● STUDY QUESTIONS
[1] Answer these questions from the text on the war in Ukraine and exports.
(a) When, according to the text, did the Russian invasion of Ukraine take place?
(b) Which region does the text give as an example of emerging market economies that would benefit from higher raw material prices?
(c) What caused the sharp decline in activity in the spring of 2020?
[2] Continue the text on the war in Ukraine and exports, picking up after its final sentence.

● TEXT SEGMENT

The impact on exports due to the war in Ukraine

The war in Ukraine has worsened global growth prospects for the coming quarters and has hit world exports.

The war itself and the international community’s response with harsh economic sanctions against Russia have increased uncertainty, tightened financing conditions, exacerbated bottlenecks and pushed up energy and food prices (thereby eroding the purchasing power of households and increasing production costs for businesses).

For the Bank of Spain, these effects tend to be greater in a geographical area, such as Europe, which depends to a greater extent on Ukraine and, above all, on Russia, for the supply of some raw materials.

The war in Ukraine has worsened global growth prospects for the coming quarters and has hit world exports.

In general, according to this bank, the change in the relative price of exports and imports (the terms of trade) derived from higher prices of raw materials will affect the economic activity of countries that are net importers and will benefit exporters. in particular emerging market economies that are not net importers and are highly integrated into global value chains, such as those in Latin America.

The Russian invasion of Ukraine at the end of February 2022 was another negative impact in an environment where many economies, sectors, companies and households had not yet fully recovered from the adverse effects of the health crisis.

As a result, the near-term growth outlook has been revised down, particularly in Europe, while inflationary pressures have increased and are expected to be more persistent than anticipated earlier in the year.


Supply chain disruptions, a spike in inflation and, in 2022, the war in Ukraine have hampered the global economic recovery that followed the most acute phase of the pandemic.

In the last two years, events at various levels with an impact on global economic activity have successively developed at an accelerated pace.

Movement and contact restrictions, introduced to contain the pandemic, led to a sharp decline in activity in the spring of 2020 unprecedented in recent history.

● DATA SHOWN
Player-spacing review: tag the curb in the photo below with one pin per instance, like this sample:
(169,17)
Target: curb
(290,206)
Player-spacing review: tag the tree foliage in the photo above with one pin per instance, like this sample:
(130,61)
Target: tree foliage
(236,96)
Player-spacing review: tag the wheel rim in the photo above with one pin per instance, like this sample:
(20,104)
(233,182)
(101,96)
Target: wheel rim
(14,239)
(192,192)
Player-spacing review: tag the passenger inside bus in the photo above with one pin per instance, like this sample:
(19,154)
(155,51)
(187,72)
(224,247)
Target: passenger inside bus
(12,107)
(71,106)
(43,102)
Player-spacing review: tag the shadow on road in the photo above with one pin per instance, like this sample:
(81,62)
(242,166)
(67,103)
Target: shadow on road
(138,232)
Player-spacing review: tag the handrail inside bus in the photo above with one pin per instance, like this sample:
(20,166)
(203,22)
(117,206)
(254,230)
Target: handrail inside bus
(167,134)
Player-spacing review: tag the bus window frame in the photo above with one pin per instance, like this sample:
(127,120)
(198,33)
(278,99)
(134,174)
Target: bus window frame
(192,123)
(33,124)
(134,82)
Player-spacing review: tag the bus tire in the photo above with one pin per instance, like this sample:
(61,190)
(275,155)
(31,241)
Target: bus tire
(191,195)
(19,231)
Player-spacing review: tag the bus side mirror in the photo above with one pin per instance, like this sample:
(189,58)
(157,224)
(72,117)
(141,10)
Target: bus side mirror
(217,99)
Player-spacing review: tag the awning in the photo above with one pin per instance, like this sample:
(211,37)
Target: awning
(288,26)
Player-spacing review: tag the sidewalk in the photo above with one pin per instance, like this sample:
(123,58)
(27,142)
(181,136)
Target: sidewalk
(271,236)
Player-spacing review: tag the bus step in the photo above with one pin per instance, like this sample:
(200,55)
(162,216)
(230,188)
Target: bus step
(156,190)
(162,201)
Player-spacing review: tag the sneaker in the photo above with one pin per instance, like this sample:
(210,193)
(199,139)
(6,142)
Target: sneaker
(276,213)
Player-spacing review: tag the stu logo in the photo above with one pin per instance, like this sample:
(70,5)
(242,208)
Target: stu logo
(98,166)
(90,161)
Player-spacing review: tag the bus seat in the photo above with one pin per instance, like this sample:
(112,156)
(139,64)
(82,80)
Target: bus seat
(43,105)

● RESULTS OF THE EXERCISE
[1]
(a) At the end of February 2022.
(b) Latin America.
(c) Movement and contact restrictions introduced to contain the pandemic.

[2]
The gradual lifting of these measures allowed a progressive recovery to begin in the summer of that year, which, however, was hampered throughout 2021 by a series of factors.

These include the increase in the price of numerous commodities (mainly energy commodities) and the appearance of interruptions in global supply chains (bottlenecks), which have fueled a sustained and pronounced rise in inflationary pressures.

Russian aggression against Ukraine in February 2022 has clouded the economic outlook and exacerbated price pressures in an environment marked by unusually high levels of uncertainty.

War in Ukraine

The invasion is a shock of great proportions, with adverse consequences in terms of lower economic growth and higher inflationary pressures.

The most relevant channel is probably the one related to the importance of Russia and Ukraine as world producers of raw materials.

Europe‘s dependence on some of these basic products, such as gas, is very high. And although Spain is less dependent on them, it cannot escape rising prices in global markets.

In addition, the war has raised the possibility of gas supply disruptions, making it difficult to find alternative suppliers in the short term.

The war is also affecting the supply of some agricultural commodities that are key to feeding the world’s population and of some metals that play a central role in the production of certain goods, such as technological products and motor vehicles.